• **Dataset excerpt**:

▬▬▬▬▬▬▬▬▬▬

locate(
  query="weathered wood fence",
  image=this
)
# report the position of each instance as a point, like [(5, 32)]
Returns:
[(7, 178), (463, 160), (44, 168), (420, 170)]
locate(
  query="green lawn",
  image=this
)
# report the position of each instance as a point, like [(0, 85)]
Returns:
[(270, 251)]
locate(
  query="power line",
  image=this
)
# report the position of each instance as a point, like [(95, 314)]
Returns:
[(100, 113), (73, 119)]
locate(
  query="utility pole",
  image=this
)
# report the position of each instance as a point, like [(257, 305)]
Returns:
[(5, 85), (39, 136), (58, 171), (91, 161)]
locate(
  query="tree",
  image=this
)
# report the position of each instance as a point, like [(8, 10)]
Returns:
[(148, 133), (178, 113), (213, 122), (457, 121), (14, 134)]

▬▬▬▬▬▬▬▬▬▬

• **EXERCISE INSTRUCTIONS**: Reproduce the lines above, renaming "utility pole" to "telephone pole" and keeping everything else identical.

• **EXPECTED ANSWER**:
locate(
  query="weathered wood fence",
  image=this
)
# report the position of each instance as a point, like [(5, 32)]
Returns:
[(7, 178), (463, 160), (44, 168), (420, 170)]
locate(
  query="green lawn",
  image=this
)
# report the position of each instance as a point, like [(0, 85)]
Returns:
[(270, 251)]
locate(
  query="power line",
  image=this
)
# report the position of each instance as a point, like [(95, 314)]
Returns:
[(100, 113), (73, 119)]
locate(
  query="telephone pole",
  image=this
)
# report the position of each instance as a point, like [(257, 305)]
Returns:
[(5, 85), (39, 136), (58, 171), (91, 161)]
locate(
  query="tree",
  image=this
)
# report the position of each instance as a point, like [(8, 10)]
Returns:
[(148, 133), (178, 113), (213, 122), (457, 121), (14, 134)]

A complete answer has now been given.